Excerpted passage>
I'm not like every other woman: I'm fabulously and creatively transgender. There, I said it — and the sky hasn't fallen in.
The other day I read something like: "She had facial feminization surgery and the work flooded in." Our community should celebrate any trans person getting success — and I do — but the context in which our success is celebrated and our careers advanced is far too often still packaged in cis society’s desire to see the trans in us disappear. We are celebrated when we shake off our trans-ness.
The implication is that being suitably feminine is rewarded with work. The brilliant Janet Mock has been one of the few to shine a light on the presence of "pretty privilege" in the trans community. In an interview with Nylon magazine, Mock talked about how, after embarking on her medical transition at 15 years old, she saw her body change; she began "passing" as a cis girl, and with it, the reactions to her body changed. “With my gender nonconformity seemingly fading away,” Mock said, “I began to attract the attention of 18-to-24-year-old cis guys who began stopping to inform me that I was pretty.” She explains that she was suddenly accepted, yet “did nothing to earn the attention my prettiness granted me.”
I know writing this will make me unpopular. I know that the transphobes out there who attack us every day might think this article is for them. It's not. I am not criticizing any trans person who wishes to blend — fuck that. I want to blend: It means I get work, it means I'm safe(r) in this shitty #MeToo world of ours. But the entry point for success, aspiration, and affirmation is walking slap bang into sexist structures that reward smooth, youthful beauty. We need to be able to check that; it's privilege that is creating a two-tier system which leaves trans behind as the ugly, clumsy sibling.

This isn't new, women on television not being entitled to age, having to erase any signs of life from their faces and reducing their reactions, their facial responses, their fun, their joy, their anger, their laughter, to an ever-present, part-frozen, Botox-regulated grin. I have beautiful friends in their 20s who are already having Botox to ward off lines, to stave off aging. Lines, natural lines, are seen as unattractive, not viable for careers.

Tasks to complete>
a) In the essay on trans women and pretty privilege, why does the writer say they want to blend? Answer in one to three sentences.
b) Please list every part of women's expression that the essay on trans women and pretty privilege says is reduced to a "Botox-regulated grin."
c) Continue the essay on trans women and pretty privilege from its final paragraph, in the same voice.

Entries provided>
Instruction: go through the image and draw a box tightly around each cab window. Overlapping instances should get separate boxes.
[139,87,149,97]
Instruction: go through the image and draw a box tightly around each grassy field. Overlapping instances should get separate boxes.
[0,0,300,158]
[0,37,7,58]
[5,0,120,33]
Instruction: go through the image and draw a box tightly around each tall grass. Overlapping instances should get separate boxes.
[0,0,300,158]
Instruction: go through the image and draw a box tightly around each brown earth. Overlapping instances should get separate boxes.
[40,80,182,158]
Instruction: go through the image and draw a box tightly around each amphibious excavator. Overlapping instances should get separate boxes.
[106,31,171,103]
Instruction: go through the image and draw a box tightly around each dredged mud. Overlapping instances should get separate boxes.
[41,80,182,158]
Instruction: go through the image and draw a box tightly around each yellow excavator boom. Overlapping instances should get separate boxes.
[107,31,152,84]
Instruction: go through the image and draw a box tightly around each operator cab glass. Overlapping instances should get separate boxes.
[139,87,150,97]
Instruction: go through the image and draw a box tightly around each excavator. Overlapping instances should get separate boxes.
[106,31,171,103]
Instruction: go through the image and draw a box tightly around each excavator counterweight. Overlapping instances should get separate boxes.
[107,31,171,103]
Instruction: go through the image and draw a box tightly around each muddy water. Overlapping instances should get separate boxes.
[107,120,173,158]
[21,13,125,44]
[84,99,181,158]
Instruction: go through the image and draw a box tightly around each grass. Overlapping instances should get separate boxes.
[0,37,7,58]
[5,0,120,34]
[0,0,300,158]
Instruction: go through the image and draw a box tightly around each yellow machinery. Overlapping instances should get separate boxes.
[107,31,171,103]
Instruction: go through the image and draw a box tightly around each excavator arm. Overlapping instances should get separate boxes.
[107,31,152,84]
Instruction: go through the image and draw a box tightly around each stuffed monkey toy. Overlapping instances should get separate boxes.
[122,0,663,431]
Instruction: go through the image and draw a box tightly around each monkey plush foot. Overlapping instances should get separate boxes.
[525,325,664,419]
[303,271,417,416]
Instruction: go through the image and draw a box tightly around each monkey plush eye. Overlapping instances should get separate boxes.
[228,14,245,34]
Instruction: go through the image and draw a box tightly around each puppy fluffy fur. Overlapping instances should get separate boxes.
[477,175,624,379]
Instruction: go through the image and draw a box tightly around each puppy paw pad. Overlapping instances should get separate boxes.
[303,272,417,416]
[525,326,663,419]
...
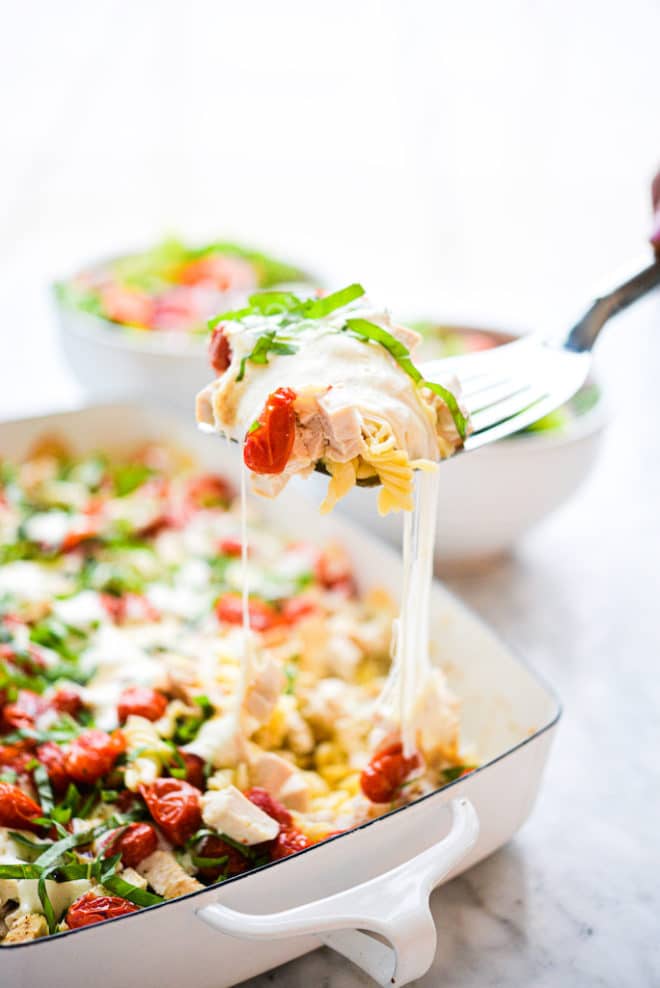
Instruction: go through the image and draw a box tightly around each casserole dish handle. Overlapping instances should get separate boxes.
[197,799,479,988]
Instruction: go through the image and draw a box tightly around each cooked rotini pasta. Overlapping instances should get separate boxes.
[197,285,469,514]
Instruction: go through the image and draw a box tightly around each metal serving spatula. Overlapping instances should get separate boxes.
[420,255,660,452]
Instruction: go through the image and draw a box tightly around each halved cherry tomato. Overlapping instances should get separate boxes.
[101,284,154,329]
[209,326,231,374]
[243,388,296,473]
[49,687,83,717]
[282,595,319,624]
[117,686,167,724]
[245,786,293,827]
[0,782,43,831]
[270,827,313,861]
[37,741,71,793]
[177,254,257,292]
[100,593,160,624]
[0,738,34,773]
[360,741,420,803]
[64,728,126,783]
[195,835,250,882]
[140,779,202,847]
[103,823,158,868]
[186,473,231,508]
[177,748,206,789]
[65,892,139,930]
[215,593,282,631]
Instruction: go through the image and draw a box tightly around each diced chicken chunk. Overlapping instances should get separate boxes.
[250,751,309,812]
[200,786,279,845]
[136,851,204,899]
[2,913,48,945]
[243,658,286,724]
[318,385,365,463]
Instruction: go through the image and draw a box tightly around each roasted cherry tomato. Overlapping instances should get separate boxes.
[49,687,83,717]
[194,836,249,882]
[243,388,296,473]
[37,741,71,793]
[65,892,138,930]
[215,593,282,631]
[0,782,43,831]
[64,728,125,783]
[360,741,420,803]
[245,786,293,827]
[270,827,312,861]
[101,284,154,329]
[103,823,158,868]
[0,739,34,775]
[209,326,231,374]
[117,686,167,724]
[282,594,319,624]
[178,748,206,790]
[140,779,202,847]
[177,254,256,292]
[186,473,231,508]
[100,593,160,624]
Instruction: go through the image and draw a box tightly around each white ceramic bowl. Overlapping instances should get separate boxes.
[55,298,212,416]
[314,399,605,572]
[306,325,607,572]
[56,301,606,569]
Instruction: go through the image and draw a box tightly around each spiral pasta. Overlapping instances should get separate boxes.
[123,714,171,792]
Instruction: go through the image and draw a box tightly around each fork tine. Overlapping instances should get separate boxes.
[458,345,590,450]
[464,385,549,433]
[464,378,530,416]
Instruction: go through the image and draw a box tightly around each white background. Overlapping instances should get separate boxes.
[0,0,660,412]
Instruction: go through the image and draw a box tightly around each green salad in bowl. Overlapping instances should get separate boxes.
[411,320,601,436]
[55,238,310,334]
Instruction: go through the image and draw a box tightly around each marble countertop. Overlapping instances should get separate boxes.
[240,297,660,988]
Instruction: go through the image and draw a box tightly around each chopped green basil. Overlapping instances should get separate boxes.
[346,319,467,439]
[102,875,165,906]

Results in order>
a) Blending means the writer gets work. It also means being safer in what the writer calls "this shitty #MeToo world of ours."

b)
- Their reactions
- Their facial responses
- Their fun
- Their joy
- Their anger
- Their laughter

c)
Age happens to us all, so let's not think that these cultural norms we are creating (beautiful trans folk equal success; aging in anyone equals very bad) don't apply to us. I know it's spectacularly easy to think we can demarcate young and old, and I know many will view me as old — perhaps the word "bitter" will appear on my timeline — but I assure you this is about politics and cultural submissiveness, which I witness becoming norms.
Botox will not prevent you, me, us, from aging and eventually dying. We all age, we are all temporary, but the important things are always deeper; we should be able to look in the mirror and celebrate who we are, bare-faced and naked. That's the kind of politicized equality I want to work towards: one where all trans people have the same opportunity for economic and personal success and safety, one where women are allowed to age and not be shamed into feeling that they are letting themselves go if they don't paralyze their expressions into porcelain smoothness. I want to reside in my trans-ness and celebrate my trans identity. I think I may just define myself as simply being trans from now on, because I do trans very well. Trans is my success point.